Getting Real: Warning Signs of False Hope Syndrome
How to hack it if you have it—and help others get real.
Posted September 22, 2022 | Reviewed by Michelle Quirk
- False hope syndrome involves repeatedly believing in unrealistic expectations.
- Feeling you can do something even if it is unrealistic can feel optimistic and empowering.
- Overconfidence happens from feeling you have control, and the problems begin when you realize you don't.
What happens when a positive emotion, like hope, gets out of hand? Hope is believing that a positive future outcome is possible combined with a desire for that outcome. But what if the belief about what is possible is at odds with reality? What happens when the desire for an outcome generates unrealistic expectations?
Nowhere is this more noticeable than with persistent self-change efforts in the face of repeated failures. Here is where the expectation of what and how fast something can happen can be repeatedly distorted. The ad that promises fantastic weight loss in days, the investment opportunity that promises you’ll double your money, and the new body you’ll have in hours with this new workout routine all fuel the fantasy. With little effort, you can get what you want quickly and painlessly.

**DATA SHOWN:**
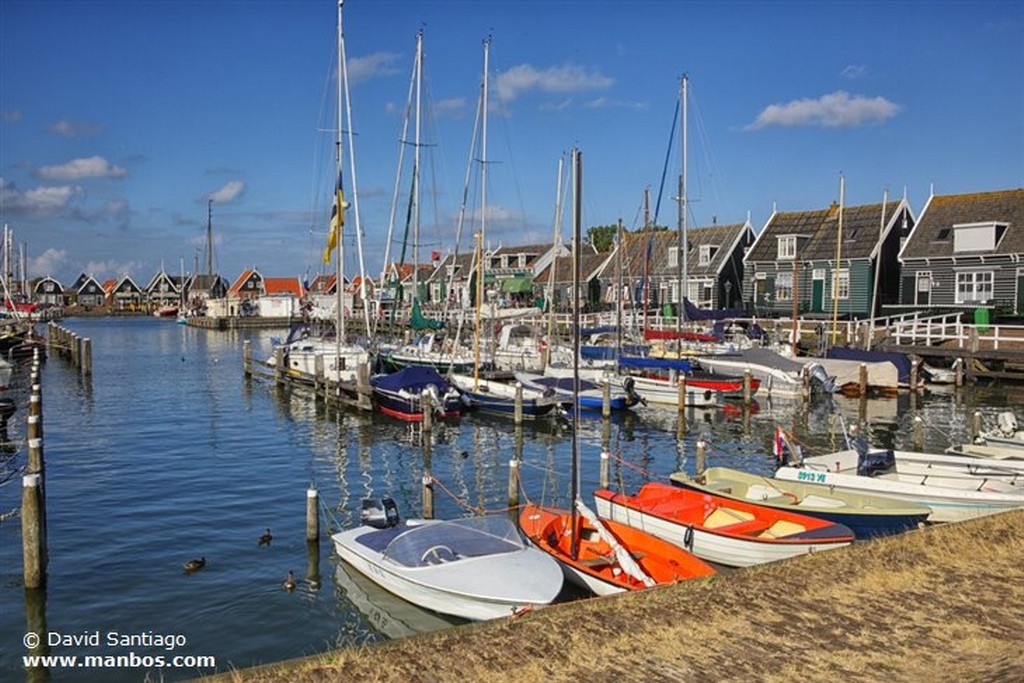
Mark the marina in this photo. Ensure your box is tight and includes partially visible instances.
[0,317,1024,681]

...

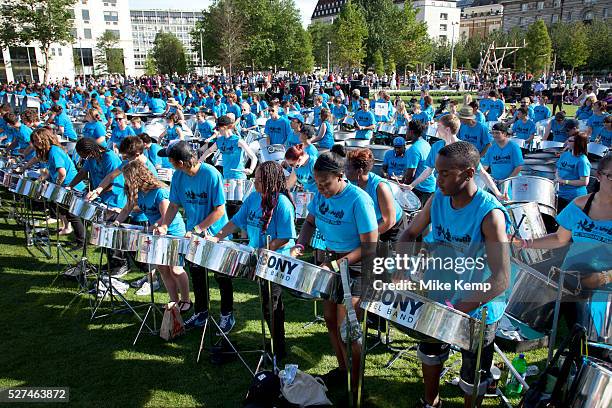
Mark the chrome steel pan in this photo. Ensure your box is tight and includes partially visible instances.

**PROMPT:**
From the article on false hope syndrome above, copy the passage word for word, starting at "Posted September 22, 2022" and ending at "generates unrealistic expectations?".

**WRITTEN ANSWER:**
Posted September 22, 2022 | Reviewed by Michelle Quirk
- False hope syndrome involves repeatedly believing in unrealistic expectations.
- Feeling you can do something even if it is unrealistic can feel optimistic and empowering.
- Overconfidence happens from feeling you have control, and the problems begin when you realize you don't.
What happens when a positive emotion, like hope, gets out of hand? Hope is believing that a positive future outcome is possible combined with a desire for that outcome. But what if the belief about what is possible is at odds with reality? What happens when the desire for an outcome generates unrealistic expectations?